Copy every line of the data below word for word, changing nothing.

• Material:

────────

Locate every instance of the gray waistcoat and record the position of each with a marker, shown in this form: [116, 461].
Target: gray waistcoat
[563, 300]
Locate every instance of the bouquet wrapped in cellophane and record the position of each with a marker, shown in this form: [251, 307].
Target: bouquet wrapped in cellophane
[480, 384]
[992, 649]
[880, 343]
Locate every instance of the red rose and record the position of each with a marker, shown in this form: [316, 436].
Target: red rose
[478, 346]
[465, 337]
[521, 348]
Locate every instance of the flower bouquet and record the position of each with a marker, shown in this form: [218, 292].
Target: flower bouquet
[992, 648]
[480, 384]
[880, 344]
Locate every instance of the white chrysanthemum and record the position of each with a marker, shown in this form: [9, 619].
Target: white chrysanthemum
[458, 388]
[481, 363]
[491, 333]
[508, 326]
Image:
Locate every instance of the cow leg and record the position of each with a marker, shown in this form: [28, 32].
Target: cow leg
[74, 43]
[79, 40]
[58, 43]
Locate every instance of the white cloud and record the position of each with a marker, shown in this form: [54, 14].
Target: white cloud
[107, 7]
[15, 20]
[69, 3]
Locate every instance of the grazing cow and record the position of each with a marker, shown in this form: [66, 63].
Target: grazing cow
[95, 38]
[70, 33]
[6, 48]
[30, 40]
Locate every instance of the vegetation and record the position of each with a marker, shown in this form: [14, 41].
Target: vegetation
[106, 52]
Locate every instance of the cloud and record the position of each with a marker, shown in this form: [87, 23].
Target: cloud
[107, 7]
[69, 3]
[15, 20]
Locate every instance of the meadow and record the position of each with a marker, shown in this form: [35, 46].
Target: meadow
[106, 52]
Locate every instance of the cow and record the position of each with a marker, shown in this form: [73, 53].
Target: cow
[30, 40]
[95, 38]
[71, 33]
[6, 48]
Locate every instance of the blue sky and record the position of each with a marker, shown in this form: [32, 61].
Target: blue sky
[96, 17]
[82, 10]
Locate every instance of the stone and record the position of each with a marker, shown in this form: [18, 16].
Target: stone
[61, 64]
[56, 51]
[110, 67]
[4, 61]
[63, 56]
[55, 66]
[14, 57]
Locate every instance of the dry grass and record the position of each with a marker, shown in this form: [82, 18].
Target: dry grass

────────

• Result for this task:
Locate every instance of the gray waistcoat and record the position of each with a marker, shown in this form: [116, 461].
Target: gray waistcoat
[563, 300]
Locate every instance of the bouquet wrapped in cellophane and record the position of each with a marker, shown in this form: [251, 307].
Target: bouquet wrapped in cellophane
[480, 384]
[992, 649]
[880, 343]
Locate every instance of the red rose and record the position of each with a marker, shown in this form: [316, 436].
Target: red rose
[478, 346]
[465, 337]
[521, 348]
Locate every instance of the flower bouquet and record the position of each with a marker, shown in this form: [218, 292].
Target: flower bouquet
[992, 648]
[480, 384]
[880, 344]
Locate every instance of the white chrysanthemum and record the position of each with a marker, shown in this form: [9, 619].
Target: white chrysanthemum
[458, 388]
[481, 363]
[491, 333]
[508, 326]
Image:
Locate every instance of the cow leg and record the position of each with a marker, shown in this form: [28, 32].
Target: cow leg
[74, 43]
[79, 40]
[58, 43]
Locate every instance of the white cloud and record the position of each with a marker, shown in this form: [54, 14].
Target: white cloud
[107, 7]
[15, 20]
[69, 3]
Locate every instance of the grazing cow and record the position of each with a marker, shown in this form: [66, 63].
Target: grazing cow
[95, 38]
[70, 33]
[6, 48]
[30, 40]
Locate every instance of the vegetation and record the position of each with a marker, shown in this form: [14, 41].
Target: vegetation
[106, 52]
Locate every instance of the cloud and record the position of each with a marker, shown in this form: [87, 23].
Target: cloud
[107, 7]
[69, 3]
[15, 20]
Locate every instance of the meadow and record the position of each with a marker, shown in this form: [35, 46].
Target: meadow
[106, 52]
Locate every instance of the cow and record the position of each with a marker, shown in this form: [73, 53].
Target: cow
[30, 40]
[95, 38]
[71, 33]
[6, 48]
Locate every instance of the blue sky and record the position of each with a marker, shown in this form: [32, 61].
Target: blue sky
[96, 17]
[82, 10]
Locate every instance of the stone and record the position of each with a marker, shown in this form: [18, 16].
Target: stone
[61, 64]
[56, 51]
[110, 67]
[4, 61]
[63, 56]
[55, 66]
[14, 57]
Locate every instance of the dry grass and record the position of each with a marker, shown in this form: [82, 18].
Target: dry grass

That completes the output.